» **Document segment**:
-.-.-
Mumbai hawkers, shop owners damage heritage structures, while BMC looks the other way

According to heritage conservationists, most heritage buildings in south Mumbai’s ‘A’ ward are defaced by hawkers who occupy the archways

mumbai Updated: Dec 14, 2017 00:01 IST
Hawkers near CST use nails to hang their goods, damaging heritage walls.(Kunal Patil/HT PHOTO)

Shops and stalls are causing irreparable damage to the arched corridors of prominent heritage structures in Colaba, Fort and other parts of south Mumbai. According to heritage conservationists, most heritage buildings in south Mumbai’s ‘A’ ward are defaced by hawkers who occupy the archways.

Most of the hawkers drill holes in the walls either to hang their goods or to tie up a canopy.

The Brihanmumbai Municipal Corporation (BMC) has no mechanism in place to check such defacement of heritage structures. According to Nidhi Choudhari, deputy municipal commissioner (encroachments), “This is not allowed, as it amounts to defacement of public property and damage to heritage structures. But there is no policy at present to protect heritage structures at such a micro level.”

Choudhari said hawkers are allowed to sit in the archways of such buildings if the spot is allotted to them officially, but they cannot touch heritage buildings.

Vikas Dilawari, a heritage conservationist, said, “Heritage structures have degraded in Mumbai, because there isn’t an integrated authority to protect and regulate heritage. While the BMC owns the arcade of a heritage building, the building itself is owned by one or many private persons, so the BMC shies away from taking action. The Mumbai Heritage Conservation Committee (MHCC) is an advisory body, so its recommendations are powerless.”

However, according to Dilawari, it is not just hawkers who treat heritage structures badly. Several old buildings are now leased out for cafes, restaurants, banks and outlets of popular brands; and this goes unregulated as well. He said, “I can show you graver damage to Mumbai’s heritage. Banks put up signage covering important and beautiful architectural features of buildings.” According to Umesh Nagarkar, deputy municipal architect, signage and advertisements on buildings are the need an upgrade. There is a provision in the development control regulations to keep tab on alterations to heritage structures. Nagarkar said, “That does not include such minor alterations, which can be monitored at the ward level.”

The MHCC drafted regulations to standardise signage in heritage buildings, but the rules were not implemented by the BMC. It is BMC’s responsibility to protect heritage structures, said V Ranganathan, former municipal commissioner.
-.-.-
» **Extracted material**:
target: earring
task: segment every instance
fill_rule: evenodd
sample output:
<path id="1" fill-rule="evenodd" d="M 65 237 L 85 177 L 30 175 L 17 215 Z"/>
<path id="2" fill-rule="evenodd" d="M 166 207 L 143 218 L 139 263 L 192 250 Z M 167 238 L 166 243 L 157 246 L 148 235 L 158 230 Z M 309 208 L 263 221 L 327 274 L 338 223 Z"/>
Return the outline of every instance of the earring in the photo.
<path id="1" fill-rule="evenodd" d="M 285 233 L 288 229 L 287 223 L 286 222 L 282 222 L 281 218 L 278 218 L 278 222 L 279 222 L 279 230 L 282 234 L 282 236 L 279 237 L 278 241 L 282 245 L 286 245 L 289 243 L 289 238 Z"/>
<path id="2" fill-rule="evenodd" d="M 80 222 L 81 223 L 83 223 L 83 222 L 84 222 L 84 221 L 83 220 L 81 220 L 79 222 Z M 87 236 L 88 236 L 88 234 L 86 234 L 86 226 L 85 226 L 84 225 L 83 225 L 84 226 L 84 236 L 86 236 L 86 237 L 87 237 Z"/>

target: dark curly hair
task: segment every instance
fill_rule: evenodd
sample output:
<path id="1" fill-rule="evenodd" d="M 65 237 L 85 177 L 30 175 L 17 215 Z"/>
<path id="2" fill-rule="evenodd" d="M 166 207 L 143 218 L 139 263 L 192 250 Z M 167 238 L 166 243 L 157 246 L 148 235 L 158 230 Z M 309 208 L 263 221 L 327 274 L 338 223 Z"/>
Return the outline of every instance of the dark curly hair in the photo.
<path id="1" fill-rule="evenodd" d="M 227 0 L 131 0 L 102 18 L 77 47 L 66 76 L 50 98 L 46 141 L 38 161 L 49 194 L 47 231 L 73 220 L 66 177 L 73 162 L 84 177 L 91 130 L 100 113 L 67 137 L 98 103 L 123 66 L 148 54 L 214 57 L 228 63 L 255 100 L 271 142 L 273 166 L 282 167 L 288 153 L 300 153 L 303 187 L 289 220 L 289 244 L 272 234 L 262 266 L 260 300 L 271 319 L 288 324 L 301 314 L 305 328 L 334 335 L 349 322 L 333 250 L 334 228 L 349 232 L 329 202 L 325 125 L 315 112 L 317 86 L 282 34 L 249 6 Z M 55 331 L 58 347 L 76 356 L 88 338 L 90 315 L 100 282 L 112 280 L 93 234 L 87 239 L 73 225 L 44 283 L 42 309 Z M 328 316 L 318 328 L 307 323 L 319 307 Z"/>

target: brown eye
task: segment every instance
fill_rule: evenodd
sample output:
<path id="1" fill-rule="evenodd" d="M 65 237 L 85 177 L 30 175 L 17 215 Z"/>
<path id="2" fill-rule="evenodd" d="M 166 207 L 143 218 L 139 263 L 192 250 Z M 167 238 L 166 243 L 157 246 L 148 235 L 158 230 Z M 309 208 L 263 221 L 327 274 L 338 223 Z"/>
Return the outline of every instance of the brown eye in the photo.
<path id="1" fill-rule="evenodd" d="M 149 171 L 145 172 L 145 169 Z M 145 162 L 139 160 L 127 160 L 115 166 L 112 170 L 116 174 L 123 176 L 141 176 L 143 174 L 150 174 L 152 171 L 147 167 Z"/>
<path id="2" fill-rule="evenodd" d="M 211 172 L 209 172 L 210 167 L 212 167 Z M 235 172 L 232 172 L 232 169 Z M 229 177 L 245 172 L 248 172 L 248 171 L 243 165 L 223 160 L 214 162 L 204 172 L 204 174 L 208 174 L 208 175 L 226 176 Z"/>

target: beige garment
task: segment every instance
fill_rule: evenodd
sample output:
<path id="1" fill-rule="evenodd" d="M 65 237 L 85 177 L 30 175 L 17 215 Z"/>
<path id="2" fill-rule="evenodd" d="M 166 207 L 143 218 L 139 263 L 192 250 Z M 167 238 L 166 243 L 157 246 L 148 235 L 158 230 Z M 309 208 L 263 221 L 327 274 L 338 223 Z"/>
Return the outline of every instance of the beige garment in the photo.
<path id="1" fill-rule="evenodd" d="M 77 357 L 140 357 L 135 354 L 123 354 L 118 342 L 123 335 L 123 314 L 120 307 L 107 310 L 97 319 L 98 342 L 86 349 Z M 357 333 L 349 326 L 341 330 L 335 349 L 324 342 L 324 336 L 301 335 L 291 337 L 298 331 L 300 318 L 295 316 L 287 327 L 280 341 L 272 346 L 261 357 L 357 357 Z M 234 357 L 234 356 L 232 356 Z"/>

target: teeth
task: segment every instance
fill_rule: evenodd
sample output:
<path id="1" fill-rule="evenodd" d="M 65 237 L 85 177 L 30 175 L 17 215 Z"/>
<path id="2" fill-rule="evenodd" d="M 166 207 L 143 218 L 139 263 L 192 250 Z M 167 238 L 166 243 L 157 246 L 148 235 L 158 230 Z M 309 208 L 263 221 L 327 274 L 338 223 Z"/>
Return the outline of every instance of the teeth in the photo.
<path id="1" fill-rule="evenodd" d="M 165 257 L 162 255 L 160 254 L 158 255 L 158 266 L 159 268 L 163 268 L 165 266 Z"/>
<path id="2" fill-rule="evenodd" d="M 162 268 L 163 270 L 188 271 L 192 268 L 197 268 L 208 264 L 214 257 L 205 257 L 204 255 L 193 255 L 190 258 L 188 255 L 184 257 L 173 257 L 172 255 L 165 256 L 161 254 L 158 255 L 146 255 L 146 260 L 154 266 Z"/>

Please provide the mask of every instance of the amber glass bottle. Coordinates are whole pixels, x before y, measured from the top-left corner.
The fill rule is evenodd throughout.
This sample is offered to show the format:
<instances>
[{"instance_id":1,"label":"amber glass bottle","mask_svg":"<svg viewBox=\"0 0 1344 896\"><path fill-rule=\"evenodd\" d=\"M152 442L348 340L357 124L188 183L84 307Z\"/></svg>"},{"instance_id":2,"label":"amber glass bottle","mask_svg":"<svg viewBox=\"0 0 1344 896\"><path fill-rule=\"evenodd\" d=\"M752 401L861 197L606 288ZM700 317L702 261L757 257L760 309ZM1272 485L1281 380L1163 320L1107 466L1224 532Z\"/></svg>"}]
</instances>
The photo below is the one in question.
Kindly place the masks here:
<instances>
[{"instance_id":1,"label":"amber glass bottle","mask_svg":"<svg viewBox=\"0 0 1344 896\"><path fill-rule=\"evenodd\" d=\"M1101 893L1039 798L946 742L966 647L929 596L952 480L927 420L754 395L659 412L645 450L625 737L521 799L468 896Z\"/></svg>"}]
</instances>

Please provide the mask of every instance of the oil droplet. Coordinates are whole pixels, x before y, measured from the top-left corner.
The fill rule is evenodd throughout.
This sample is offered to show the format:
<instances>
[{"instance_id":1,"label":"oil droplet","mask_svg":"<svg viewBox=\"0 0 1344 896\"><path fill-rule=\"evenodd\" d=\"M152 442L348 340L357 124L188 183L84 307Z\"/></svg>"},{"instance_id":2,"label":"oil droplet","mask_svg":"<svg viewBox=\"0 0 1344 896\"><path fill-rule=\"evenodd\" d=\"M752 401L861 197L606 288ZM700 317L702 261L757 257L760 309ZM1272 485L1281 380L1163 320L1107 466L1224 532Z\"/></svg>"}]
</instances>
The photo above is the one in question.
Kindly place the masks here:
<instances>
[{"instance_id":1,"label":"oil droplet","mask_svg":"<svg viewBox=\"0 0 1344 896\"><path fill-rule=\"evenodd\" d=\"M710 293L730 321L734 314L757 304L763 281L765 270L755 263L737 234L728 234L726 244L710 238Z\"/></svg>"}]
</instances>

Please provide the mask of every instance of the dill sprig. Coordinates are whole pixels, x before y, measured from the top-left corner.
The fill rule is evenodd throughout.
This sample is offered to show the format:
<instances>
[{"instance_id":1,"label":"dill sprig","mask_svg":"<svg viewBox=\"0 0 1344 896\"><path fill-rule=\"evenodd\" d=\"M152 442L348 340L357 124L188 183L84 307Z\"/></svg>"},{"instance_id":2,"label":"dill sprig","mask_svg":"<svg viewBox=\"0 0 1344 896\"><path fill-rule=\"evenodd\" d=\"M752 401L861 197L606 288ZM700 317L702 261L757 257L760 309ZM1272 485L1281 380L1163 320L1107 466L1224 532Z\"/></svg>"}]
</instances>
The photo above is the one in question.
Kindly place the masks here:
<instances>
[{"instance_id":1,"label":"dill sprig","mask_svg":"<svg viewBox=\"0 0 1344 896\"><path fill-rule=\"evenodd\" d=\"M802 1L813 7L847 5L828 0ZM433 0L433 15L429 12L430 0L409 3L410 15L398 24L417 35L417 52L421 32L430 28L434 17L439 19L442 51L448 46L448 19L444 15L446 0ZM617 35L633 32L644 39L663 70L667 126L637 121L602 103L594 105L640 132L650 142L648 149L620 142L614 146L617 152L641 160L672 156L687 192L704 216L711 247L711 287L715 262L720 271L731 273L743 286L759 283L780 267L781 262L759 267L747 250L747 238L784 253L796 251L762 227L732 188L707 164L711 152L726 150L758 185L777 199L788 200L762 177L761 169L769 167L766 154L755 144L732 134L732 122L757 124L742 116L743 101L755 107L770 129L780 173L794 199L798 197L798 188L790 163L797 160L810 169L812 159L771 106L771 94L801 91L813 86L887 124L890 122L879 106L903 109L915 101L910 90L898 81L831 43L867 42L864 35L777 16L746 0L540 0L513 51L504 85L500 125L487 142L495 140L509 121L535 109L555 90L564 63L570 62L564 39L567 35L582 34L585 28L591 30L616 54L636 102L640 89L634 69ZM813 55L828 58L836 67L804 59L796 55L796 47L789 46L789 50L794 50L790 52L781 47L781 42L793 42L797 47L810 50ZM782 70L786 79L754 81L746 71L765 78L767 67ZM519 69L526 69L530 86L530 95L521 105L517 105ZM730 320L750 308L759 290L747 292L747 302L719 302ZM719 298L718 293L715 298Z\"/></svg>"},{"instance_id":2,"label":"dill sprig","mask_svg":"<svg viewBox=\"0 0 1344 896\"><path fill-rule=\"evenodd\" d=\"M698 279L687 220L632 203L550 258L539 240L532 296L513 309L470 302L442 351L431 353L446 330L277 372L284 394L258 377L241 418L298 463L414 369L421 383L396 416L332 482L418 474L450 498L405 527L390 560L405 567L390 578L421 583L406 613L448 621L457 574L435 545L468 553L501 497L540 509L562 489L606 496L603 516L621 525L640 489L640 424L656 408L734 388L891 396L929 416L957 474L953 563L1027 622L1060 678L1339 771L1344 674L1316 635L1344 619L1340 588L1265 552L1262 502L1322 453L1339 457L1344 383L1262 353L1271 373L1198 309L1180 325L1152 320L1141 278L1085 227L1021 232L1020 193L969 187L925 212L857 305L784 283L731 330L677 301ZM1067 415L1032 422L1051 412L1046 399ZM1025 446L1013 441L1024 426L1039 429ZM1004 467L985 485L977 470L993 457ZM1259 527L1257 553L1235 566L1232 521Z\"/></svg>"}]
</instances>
-.-.-
» **Objectives**:
- a) Translate into French this sentence from the article on Mumbai's heritage structures: "Most of the hawkers drill holes in the walls either to hang their goods or to tie up a canopy."
- b) Reproduce verbatim the passage of the article on Mumbai's heritage structures starting at "The Brihanmumbai Municipal" and ending at "touch heritage buildings.".
- c) Answer these questions from the article on Mumbai's heritage structures:
(i) What position does Nidhi Choudhari hold?
(ii) According to Vikas Dilawari, what kind of body is the Mumbai Heritage Conservation Committee?
(iii) What former post is attributed to V Ranganathan?

» **Expected results**:
- a) La plupart des marchands ambulants percent des trous dans les murs, soit pour y suspendre leurs marchandises, soit pour y attacher un auvent.

- b)
The Brihanmumbai Municipal Corporation (BMC) has no mechanism in place to check such defacement of heritage structures. According to Nidhi Choudhari, deputy municipal commissioner (encroachments), “This is not allowed, as it amounts to defacement of public property and damage to heritage structures. But there is no policy at present to protect heritage structures at such a micro level.”

Choudhari said hawkers are allowed to sit in the archways of such buildings if the spot is allotted to them officially, but they cannot touch heritage buildings.

- c)
(i) Deputy municipal commissioner (encroachments).
(ii) An advisory body.
(iii) Municipal commissioner.